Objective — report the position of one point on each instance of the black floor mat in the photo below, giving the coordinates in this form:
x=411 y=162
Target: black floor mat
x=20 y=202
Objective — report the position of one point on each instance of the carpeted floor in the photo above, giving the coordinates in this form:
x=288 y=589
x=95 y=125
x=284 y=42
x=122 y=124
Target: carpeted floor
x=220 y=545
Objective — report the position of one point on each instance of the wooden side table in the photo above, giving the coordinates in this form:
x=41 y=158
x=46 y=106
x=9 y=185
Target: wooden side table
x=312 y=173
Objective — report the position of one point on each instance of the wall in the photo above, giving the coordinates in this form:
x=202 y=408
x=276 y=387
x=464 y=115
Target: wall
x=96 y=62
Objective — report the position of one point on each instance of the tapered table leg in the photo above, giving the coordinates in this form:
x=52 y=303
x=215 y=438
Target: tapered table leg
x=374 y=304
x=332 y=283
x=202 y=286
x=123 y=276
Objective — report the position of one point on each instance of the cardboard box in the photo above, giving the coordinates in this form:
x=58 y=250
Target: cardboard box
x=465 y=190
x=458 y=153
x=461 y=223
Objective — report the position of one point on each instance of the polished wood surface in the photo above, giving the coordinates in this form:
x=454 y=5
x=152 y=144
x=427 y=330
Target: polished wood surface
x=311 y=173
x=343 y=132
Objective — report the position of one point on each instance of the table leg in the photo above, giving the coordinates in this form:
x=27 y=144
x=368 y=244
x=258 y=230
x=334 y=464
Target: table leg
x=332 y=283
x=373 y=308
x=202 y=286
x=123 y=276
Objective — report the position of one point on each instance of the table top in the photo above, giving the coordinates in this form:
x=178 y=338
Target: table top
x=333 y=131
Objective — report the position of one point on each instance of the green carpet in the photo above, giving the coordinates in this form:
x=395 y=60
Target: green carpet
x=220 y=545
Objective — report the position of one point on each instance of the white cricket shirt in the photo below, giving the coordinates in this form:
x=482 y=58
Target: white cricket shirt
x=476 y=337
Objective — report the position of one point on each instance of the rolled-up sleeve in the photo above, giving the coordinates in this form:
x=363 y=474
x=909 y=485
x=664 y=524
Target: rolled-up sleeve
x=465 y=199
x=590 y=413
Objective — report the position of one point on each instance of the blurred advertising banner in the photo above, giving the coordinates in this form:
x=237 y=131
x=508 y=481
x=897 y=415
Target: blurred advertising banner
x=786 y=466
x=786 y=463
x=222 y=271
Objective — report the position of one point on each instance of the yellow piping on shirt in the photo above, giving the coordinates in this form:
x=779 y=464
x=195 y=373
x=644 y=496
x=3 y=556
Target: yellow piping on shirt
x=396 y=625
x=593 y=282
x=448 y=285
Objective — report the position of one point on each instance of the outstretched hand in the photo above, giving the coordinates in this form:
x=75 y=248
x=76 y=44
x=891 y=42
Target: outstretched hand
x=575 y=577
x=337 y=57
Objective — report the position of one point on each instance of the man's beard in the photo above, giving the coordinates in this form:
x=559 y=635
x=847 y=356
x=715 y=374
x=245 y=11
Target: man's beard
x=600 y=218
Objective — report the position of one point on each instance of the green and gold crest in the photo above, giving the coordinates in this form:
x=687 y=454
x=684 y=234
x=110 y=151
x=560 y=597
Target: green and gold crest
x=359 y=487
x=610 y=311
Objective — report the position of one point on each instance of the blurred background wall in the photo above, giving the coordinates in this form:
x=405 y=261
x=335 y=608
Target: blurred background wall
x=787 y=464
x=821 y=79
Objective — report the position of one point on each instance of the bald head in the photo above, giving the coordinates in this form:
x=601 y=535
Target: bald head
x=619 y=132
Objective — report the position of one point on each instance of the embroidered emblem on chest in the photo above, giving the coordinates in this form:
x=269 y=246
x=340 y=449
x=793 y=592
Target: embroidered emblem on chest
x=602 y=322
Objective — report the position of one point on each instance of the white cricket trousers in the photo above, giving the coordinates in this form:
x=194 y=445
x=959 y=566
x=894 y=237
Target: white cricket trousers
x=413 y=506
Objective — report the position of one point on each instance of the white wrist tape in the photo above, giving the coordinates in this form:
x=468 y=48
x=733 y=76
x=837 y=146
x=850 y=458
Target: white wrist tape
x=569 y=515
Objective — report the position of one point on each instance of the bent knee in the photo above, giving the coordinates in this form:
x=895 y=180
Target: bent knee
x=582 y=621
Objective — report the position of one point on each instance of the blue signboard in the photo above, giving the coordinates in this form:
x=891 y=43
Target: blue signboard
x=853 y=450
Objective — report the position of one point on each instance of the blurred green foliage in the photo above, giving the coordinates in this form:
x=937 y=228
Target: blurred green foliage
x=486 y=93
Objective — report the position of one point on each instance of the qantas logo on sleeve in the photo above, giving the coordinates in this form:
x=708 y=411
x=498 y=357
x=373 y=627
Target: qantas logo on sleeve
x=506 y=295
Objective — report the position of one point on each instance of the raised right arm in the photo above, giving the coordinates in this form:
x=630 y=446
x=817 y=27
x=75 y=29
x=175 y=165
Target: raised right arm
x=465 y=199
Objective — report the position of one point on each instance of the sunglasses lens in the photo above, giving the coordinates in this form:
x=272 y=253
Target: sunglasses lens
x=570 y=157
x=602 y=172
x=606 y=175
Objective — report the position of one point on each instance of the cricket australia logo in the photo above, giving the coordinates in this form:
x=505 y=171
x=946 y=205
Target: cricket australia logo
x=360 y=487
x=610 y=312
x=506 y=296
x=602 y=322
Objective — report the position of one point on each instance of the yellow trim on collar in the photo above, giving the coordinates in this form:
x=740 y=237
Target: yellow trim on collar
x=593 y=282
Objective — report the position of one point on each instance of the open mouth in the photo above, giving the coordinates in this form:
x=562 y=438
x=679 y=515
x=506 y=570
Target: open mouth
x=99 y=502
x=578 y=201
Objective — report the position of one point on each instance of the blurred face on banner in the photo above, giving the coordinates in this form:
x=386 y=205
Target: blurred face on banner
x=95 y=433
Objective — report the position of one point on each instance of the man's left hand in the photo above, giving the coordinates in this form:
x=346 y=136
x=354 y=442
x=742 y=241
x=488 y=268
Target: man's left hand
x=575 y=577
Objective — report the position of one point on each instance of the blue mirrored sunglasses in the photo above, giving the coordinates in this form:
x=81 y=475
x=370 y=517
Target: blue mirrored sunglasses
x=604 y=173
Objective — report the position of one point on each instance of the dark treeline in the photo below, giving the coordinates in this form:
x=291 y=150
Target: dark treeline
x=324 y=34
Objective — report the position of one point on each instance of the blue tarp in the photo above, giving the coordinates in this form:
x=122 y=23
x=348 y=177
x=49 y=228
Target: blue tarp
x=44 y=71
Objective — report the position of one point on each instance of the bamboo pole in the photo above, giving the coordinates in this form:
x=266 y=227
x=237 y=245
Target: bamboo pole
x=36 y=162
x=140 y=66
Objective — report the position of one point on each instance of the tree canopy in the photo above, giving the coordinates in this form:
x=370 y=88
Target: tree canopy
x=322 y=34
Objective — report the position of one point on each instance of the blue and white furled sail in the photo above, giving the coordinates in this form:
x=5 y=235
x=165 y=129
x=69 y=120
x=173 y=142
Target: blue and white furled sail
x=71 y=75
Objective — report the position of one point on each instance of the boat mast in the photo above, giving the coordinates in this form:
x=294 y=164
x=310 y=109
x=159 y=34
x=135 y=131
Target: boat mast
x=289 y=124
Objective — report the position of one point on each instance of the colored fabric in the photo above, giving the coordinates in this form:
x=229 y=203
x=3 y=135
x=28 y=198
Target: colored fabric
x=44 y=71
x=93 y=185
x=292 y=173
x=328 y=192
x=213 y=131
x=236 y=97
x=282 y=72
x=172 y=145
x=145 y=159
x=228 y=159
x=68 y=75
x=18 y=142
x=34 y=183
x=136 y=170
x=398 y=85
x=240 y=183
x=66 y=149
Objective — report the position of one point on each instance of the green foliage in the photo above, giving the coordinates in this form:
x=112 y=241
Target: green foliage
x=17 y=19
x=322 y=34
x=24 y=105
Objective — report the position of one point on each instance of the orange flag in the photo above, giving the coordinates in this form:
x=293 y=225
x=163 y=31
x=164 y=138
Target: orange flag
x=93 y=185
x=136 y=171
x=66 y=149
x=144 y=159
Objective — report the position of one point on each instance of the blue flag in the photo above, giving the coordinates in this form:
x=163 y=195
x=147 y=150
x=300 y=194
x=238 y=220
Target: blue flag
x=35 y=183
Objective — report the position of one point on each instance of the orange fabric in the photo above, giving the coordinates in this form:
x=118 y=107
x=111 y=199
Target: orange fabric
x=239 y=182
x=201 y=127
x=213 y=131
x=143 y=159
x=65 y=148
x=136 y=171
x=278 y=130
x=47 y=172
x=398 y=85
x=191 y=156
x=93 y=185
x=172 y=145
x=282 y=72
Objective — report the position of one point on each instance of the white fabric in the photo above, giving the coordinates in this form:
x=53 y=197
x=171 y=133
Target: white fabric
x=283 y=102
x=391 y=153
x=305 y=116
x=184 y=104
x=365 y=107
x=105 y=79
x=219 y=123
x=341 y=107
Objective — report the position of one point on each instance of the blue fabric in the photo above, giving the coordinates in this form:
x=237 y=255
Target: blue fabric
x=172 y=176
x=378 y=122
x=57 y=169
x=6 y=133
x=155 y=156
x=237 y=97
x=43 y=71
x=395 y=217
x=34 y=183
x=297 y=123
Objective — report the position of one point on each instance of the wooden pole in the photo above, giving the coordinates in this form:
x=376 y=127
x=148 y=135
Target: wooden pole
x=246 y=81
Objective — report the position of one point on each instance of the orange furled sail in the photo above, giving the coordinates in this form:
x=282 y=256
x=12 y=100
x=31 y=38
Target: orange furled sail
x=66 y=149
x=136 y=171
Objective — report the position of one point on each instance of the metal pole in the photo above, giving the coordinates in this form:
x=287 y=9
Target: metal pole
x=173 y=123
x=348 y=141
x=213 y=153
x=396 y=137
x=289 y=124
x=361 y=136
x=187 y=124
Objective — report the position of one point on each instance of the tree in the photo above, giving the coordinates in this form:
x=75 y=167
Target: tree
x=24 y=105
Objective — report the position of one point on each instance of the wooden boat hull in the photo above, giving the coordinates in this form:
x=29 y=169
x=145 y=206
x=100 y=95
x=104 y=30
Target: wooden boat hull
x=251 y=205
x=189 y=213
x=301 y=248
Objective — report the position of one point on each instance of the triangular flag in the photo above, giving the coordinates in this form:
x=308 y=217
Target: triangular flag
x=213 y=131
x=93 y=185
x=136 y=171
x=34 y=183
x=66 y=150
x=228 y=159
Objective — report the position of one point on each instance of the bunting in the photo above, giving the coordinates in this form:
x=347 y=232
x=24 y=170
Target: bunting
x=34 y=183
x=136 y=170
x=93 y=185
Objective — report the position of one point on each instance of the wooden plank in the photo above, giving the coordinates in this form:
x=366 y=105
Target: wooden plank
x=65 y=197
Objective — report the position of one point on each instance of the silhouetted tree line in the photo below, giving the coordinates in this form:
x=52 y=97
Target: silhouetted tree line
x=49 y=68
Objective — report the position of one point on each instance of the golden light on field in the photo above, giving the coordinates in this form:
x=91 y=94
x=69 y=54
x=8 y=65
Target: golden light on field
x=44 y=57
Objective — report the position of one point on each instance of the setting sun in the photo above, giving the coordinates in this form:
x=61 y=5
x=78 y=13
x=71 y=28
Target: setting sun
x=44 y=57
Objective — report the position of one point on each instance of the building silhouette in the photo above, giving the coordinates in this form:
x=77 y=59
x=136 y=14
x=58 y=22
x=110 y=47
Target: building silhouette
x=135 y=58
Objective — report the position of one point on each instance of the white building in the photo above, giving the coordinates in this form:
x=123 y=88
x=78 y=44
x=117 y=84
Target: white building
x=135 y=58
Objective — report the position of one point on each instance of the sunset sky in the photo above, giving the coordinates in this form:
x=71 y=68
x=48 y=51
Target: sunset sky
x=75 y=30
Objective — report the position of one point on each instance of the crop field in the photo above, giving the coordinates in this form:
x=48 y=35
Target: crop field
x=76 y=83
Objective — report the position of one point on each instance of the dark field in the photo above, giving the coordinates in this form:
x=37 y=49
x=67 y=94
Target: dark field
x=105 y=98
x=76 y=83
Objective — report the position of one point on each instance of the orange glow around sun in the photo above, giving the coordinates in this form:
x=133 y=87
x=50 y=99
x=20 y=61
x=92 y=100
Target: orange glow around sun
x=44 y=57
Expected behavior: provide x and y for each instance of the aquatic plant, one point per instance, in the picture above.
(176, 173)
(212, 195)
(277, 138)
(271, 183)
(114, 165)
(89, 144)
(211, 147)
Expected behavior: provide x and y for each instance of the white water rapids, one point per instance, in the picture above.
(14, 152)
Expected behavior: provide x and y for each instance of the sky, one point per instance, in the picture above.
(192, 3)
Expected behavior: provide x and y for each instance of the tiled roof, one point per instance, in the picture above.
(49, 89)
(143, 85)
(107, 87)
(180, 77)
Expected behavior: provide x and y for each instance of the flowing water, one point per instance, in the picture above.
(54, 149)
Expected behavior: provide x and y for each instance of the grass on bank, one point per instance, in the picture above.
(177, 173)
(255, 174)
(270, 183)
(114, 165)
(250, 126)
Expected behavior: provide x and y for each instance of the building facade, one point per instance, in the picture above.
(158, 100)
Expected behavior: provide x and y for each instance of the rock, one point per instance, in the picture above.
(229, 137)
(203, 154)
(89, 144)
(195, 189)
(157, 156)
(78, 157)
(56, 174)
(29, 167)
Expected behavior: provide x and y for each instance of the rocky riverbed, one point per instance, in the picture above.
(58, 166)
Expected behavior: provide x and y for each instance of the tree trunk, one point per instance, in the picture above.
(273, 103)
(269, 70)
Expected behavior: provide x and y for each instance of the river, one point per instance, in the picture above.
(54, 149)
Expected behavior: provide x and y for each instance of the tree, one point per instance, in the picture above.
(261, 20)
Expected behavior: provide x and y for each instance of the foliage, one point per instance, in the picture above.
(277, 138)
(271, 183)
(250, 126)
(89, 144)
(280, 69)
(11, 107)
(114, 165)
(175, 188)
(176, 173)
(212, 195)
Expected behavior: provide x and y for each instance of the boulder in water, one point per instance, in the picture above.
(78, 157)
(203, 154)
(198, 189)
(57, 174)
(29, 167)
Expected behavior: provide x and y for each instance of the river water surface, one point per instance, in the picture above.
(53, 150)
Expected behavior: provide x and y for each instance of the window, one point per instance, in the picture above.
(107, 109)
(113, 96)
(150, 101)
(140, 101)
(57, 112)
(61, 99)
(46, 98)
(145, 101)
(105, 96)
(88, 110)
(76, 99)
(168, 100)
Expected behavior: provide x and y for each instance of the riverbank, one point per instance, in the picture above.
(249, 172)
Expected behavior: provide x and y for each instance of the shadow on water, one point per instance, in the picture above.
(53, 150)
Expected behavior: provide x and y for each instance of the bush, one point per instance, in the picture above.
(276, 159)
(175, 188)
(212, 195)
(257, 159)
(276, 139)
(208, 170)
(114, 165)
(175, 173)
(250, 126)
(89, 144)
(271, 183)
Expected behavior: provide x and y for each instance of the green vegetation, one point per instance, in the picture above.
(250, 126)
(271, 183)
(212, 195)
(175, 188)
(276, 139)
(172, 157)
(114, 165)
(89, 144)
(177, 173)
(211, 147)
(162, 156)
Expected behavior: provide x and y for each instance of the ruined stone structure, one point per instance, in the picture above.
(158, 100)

___

> **WHAT YOU ARE ASKED TO DO**
Reproduce the lines of the material starting at the line that has "of the carpeted" and stopping after the line that has "x=476 y=337". Swap every "Objective" for "Goal" and leave everything else unchanged.

> **COMPLETE RESPONSE**
Goal — report the position of one point on each instance of the carpeted floor in the photo above, giving the coordinates in this form:
x=288 y=589
x=95 y=125
x=284 y=42
x=122 y=124
Target: carpeted floor
x=220 y=545
Goal — report the position of one point on each instance of the wooden side table in the photo above, giving the coordinates in this form:
x=41 y=158
x=46 y=106
x=9 y=185
Target: wooden side table
x=312 y=173
Goal — report the position of one point on each instance of the wall in the photo above, giving the coordinates in this form:
x=202 y=408
x=276 y=387
x=464 y=115
Target: wall
x=96 y=62
Goal — report the position of one point on each instance of the tapered table leg in the photo above, giving the coordinates in this form:
x=52 y=303
x=215 y=438
Target: tapered table leg
x=374 y=304
x=332 y=283
x=202 y=286
x=123 y=276
Goal — report the position of one point on each instance of the cardboard box in the photo above, giving the coordinates in this form:
x=58 y=250
Target: cardboard box
x=465 y=190
x=458 y=153
x=461 y=223
Goal — report the position of one point on each instance of the polished wood surface in the photo above, giving the coordinates in this form:
x=454 y=5
x=152 y=144
x=427 y=330
Target: polished wood surface
x=311 y=173
x=343 y=132
Goal — report the position of one point on each instance of the table leg in the photo above, giving the coordinates in this form:
x=27 y=144
x=368 y=244
x=258 y=230
x=334 y=464
Target: table leg
x=332 y=283
x=373 y=308
x=202 y=286
x=123 y=276
Goal — report the position of one point on each instance of the table top in the photo above, giving the coordinates in this form:
x=178 y=338
Target: table top
x=333 y=131
Goal — report the position of one point on each instance of the green carpet in the photo above, giving the coordinates in this form:
x=395 y=60
Target: green carpet
x=220 y=545
Goal — report the position of one point on each instance of the white cricket shirt in the photo below, giving the coordinates in this form:
x=482 y=58
Target: white cricket shirt
x=476 y=337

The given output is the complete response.